Summarize the JSON Pointer passage below in two sentences.

───── Given passage

The library supports JSON Pointer (RFC 6901) as alternative means to address structured values. A JSON Pointer is a string that identifies a specific value withing a JSON document.

Consider the following JSON document

{
    "array": ["A", "B", "C"],
    "nested": {
        "one": 1,
        "two": 2,
        "three": [true, false]
    }
}

Then every value inside the JSON document can be idientified as follows:

JSON Pointer JSON value
/ {"array":["A","B","C"],"nested":{"one":1,"two":2,"three":[true,false]}}
/array ["A","B","C"]
/array/0 A
/array/1 B
/array/2 C
/nested {"one":1,"two":2,"three":[true,false]}
/nested/one 1
/nested/two 2
/nested/three [true,false]
/nested/three/0 true
/nested/three/1 false

JSON Pointer creation

JSON Pointers can be created from a string:

json::json_pointer p = "/nested/one";

Furthermore, a user-defined string literal can be used to achieve the same result:

auto p = "/nested/one"_json_pointer;

The escaping rules of RFC 6901 are implemented. See the constructor documentation for more information.

──────────
───── Material

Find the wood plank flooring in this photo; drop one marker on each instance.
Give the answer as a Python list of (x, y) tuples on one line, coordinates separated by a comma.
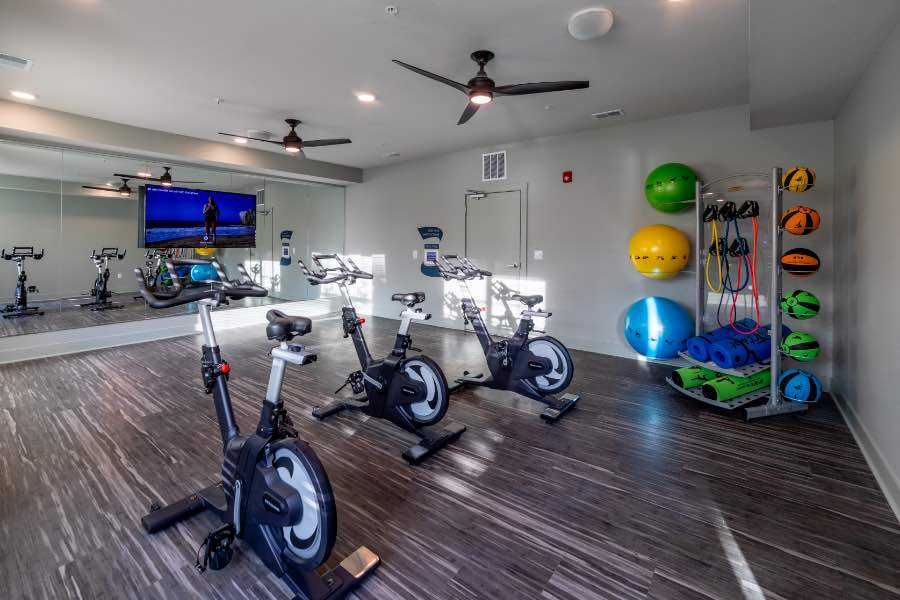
[(637, 494)]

──────────

### Solution for this task
The library supports JSON Pointer (RFC 6901), a string that identifies a specific value within a JSON document, and an example document shows how every value in it, down to single array entries, can be addressed this way. Pointers can be created from a string or with a user-defined string literal, and the escaping rules of RFC 6901 are implemented.